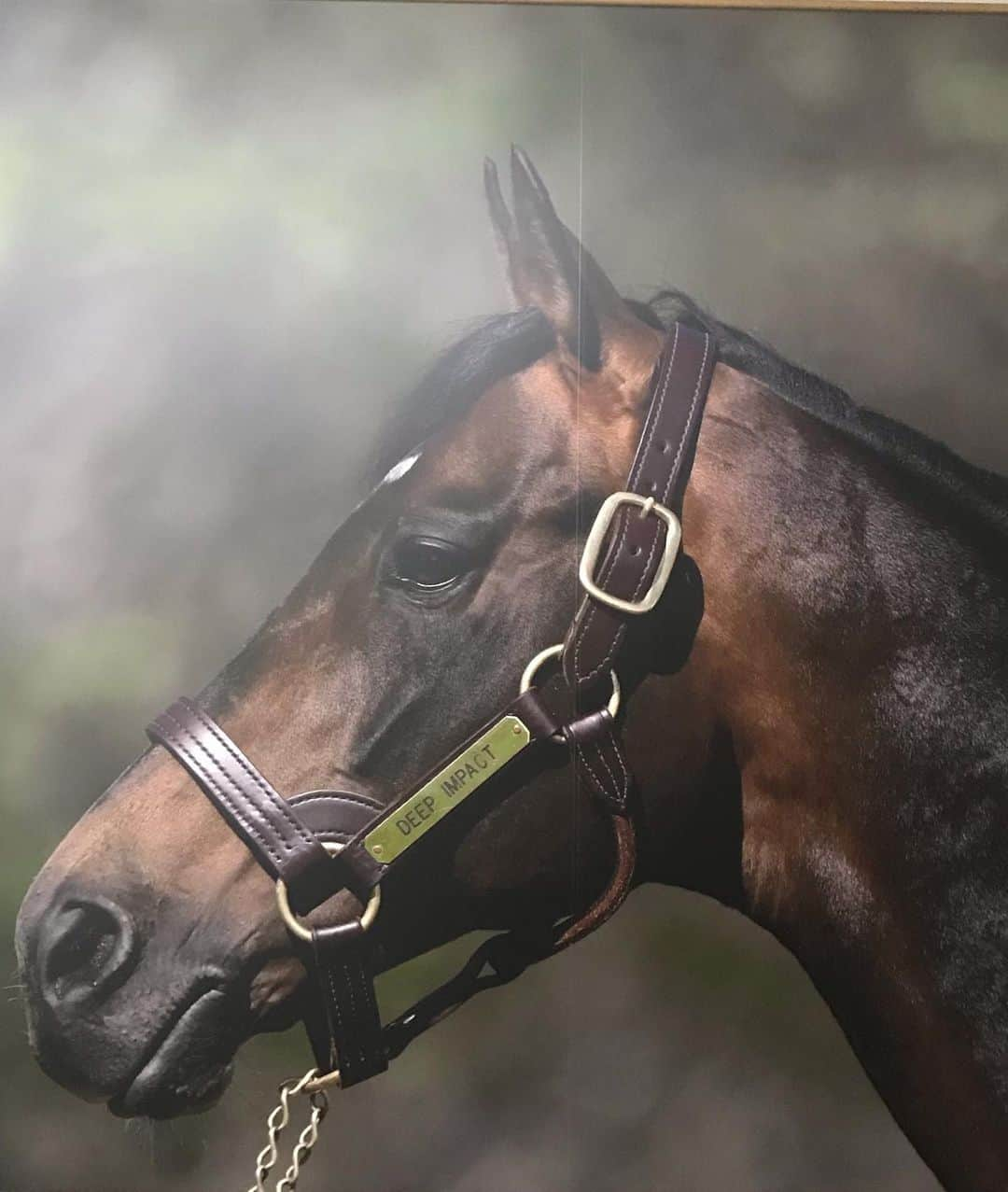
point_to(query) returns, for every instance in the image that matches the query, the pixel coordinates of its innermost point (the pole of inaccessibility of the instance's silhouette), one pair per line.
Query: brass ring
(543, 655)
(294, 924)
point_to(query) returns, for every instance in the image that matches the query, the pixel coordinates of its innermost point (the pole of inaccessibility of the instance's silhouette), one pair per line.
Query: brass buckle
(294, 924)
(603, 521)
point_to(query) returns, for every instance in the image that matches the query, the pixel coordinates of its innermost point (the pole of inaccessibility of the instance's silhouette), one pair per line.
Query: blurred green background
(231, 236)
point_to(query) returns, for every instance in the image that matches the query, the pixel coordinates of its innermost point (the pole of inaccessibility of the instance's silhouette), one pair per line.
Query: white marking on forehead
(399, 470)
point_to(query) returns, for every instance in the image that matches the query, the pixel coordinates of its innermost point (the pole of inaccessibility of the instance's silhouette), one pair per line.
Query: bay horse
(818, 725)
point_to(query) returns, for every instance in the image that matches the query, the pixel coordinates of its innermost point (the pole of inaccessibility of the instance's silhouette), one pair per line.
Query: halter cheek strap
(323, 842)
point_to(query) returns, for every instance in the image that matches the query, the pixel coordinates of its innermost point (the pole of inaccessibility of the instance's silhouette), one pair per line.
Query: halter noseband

EXERCISE: Do not include the images; transcribe the rest of the listing exactly.

SOLVED EXERCISE:
point_to(query) returns, for every instance in the image that matches the query, the pixel coordinates of its innermost point (the pole of inaccessibility of the instance's silhouette), one pair per line.
Query: brass ring
(543, 655)
(294, 924)
point_to(query) returns, for every instance in the image that matches the query, the pixel coordinates of its innermost point (the pole of inaccessibility of the instance's silhouette), one pair per line.
Query: brass buckle
(294, 924)
(603, 521)
point_to(query) returns, for every instance in the image that matches the query, the pixel coordinates of its innermost point (the pole of inaccessibility of the instance's silhouette), one pair per line.
Query: blurred green background
(231, 236)
point_to(query) returns, for every instance in the image that matches the query, the pixel coordinates of its innermost point (the pole of inaccessibility of the instance's silhouette), one pair per line.
Query: white marking on forehead
(399, 470)
point_to(query) returns, for every instance in the image that matches the query, the pixel coordinates of its innermost point (the pole of inaccessibility of the instance's silhouette), one pair per line.
Query: bay horse
(818, 725)
point_to(query) returns, for every instance in the image that matches the query, the pixel coordinates of its innermost point (the pole of inaccessibility of the instance's silhouette), one pair per line.
Query: halter cheek strap
(323, 842)
point_to(query) returns, for every instance in the image that matches the query, the pixel coordinates of its innermost point (the pole of inaccessibility of the instance's silhouette), one pair per line.
Query: halter noseband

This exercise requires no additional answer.